| Text to read |
------------------------

Both of these have the same issues: On the one hand, I keep hoping to arrange the paper such that the formal language is introduced in its entirety, and then it is applied to the specific problem I am dealing with. Likewise, a sense of decorum in me wants me to make explicit all of the implicit principles first, and then just refer back to them in the cases where they are used.

However, awkwardness arises in terms of justification. If I introduce the language and the implicit principles before I discuss the justification for my choice of language or for why I believe the implicit principles exist/are being used, then the end result seems sort of mystifying: Why these principles? Why this language? How did the author (a reader might wonder) come up with these? Yet if I try to discuss the justifications first, then I end up introducing both the principles and the language piecemeal, which is both frustrating, potentially unclear, and inelegant.

Worse, if I discuss the implicit principles before I've introduced the formal language, then I have to write them again, in the formal language, once the language has been introduced, and this seems needlessly duplicative. But since the justification for the formal language often consists in the necessity of being able to express concepts used in the implicit principles, if the justification is to come before the introduction, then I have to put the implicit principles first.

------------------------

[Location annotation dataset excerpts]
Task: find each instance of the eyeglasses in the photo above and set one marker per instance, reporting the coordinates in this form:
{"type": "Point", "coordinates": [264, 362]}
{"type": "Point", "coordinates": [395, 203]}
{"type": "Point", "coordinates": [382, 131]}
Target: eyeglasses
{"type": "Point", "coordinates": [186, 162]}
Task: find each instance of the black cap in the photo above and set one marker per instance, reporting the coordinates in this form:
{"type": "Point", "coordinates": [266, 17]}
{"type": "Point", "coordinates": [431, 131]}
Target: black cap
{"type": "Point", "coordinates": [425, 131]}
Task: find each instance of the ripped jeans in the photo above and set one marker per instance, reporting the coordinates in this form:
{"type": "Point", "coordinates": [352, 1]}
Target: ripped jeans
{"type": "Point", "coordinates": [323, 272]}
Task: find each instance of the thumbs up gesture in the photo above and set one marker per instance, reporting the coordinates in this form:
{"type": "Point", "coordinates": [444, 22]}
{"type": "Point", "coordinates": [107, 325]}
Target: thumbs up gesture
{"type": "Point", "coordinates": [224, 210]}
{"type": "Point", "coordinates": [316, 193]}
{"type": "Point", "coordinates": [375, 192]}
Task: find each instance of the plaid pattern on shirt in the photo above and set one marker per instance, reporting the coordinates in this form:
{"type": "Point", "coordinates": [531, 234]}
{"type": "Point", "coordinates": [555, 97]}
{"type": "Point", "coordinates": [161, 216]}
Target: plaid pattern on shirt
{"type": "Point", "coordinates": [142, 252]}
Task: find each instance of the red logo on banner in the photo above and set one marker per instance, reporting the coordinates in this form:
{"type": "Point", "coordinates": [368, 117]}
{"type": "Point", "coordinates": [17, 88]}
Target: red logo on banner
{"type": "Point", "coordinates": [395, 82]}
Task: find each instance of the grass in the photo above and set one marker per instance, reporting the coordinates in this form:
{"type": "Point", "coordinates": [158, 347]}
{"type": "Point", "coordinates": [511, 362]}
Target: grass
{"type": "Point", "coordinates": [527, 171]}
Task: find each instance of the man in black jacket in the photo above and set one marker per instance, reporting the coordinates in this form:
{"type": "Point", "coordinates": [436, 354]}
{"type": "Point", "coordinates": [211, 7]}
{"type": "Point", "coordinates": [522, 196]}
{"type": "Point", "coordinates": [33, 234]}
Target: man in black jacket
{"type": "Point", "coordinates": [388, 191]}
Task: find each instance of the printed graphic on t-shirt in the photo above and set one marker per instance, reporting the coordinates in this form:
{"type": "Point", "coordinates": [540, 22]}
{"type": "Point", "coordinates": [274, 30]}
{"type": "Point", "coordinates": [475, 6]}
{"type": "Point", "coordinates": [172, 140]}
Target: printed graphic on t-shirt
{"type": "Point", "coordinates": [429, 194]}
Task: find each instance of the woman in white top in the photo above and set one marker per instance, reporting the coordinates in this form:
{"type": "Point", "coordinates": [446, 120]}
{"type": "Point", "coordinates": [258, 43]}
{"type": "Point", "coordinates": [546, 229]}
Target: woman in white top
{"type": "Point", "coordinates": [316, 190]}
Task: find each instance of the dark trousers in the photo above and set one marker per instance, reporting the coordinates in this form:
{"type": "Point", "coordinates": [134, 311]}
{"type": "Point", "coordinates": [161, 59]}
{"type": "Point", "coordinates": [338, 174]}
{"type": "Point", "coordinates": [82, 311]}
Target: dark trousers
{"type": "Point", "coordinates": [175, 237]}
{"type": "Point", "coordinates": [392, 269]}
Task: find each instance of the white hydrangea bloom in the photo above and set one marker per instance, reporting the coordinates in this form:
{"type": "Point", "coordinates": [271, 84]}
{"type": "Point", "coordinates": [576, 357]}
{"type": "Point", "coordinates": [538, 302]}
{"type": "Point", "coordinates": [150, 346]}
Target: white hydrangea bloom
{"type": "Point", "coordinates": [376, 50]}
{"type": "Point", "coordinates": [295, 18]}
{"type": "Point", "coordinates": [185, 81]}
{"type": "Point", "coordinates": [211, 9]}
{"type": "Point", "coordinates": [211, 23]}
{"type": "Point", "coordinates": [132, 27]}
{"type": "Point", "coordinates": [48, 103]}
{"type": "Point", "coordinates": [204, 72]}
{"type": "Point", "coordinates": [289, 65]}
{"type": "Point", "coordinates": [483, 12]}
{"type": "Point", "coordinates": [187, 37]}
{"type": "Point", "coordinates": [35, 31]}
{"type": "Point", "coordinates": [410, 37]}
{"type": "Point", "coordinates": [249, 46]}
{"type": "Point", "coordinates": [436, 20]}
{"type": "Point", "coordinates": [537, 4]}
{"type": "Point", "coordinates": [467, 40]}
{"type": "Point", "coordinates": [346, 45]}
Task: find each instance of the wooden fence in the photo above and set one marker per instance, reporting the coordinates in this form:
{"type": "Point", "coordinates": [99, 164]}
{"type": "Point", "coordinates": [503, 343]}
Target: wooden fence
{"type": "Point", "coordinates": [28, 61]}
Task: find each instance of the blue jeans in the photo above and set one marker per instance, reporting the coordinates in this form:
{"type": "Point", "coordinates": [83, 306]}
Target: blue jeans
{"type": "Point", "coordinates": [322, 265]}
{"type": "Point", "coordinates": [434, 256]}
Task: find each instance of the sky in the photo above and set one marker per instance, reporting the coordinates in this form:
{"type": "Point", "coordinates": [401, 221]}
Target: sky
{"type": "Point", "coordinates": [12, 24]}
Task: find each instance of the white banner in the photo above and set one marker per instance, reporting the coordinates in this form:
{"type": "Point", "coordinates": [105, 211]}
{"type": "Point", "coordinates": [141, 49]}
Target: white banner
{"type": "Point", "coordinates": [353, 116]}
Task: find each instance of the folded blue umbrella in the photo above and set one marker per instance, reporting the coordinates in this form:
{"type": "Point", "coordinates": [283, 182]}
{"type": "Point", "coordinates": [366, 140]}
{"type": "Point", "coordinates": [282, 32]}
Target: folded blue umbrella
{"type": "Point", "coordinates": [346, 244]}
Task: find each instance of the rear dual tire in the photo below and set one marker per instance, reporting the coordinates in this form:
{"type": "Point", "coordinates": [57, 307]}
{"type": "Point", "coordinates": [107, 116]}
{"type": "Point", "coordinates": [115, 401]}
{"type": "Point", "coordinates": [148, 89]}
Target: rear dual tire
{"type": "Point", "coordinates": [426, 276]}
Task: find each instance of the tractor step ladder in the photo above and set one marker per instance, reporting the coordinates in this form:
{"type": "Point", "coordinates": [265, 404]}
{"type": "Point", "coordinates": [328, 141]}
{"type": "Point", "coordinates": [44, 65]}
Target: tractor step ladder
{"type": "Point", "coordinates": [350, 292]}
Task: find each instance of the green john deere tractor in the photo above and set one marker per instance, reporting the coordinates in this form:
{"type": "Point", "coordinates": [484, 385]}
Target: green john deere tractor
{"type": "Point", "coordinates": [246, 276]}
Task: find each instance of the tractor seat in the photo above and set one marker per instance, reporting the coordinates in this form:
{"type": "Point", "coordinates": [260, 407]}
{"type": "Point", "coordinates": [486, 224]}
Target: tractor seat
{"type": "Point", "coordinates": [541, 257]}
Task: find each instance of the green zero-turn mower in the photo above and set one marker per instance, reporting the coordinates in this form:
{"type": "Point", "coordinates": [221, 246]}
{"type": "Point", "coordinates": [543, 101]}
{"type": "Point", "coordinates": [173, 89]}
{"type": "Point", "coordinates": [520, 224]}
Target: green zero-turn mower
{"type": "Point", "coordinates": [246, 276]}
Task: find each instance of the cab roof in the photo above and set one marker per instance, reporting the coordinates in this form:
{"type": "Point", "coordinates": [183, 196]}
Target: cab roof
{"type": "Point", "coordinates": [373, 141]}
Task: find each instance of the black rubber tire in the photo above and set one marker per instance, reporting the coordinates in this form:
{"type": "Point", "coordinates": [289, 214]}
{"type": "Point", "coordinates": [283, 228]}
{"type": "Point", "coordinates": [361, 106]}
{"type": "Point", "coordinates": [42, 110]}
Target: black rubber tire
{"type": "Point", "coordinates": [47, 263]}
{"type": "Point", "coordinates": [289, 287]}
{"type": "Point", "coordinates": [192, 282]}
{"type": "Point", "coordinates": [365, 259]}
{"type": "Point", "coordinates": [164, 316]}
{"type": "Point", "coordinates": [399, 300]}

------------------------

| To do |
**a)** Write out the part of the passage about organizing a paper that opens with the words containing "However, awkwardness arises" and closes with "unclear, and inelegant.".
**b)** In the passage about organizing a paper, what three drawbacks does the writer name for introducing the principles and the language piecemeal?
The lines are independent of the passage about organizing a paper.

| Expected answers |
**a)**
However, awkwardness arises in terms of justification. If I introduce the language and the implicit principles before I discuss the justification for my choice of language or for why I believe the implicit principles exist/are being used, then the end result seems sort of mystifying: Why these principles? Why this language? How did the author (a reader might wonder) come up with these? Yet if I try to discuss the justifications first, then I end up introducing both the principles and the language piecemeal, which is both frustrating, potentially unclear, and inelegant.

**b)** It is frustrating, potentially unclear, and inelegant.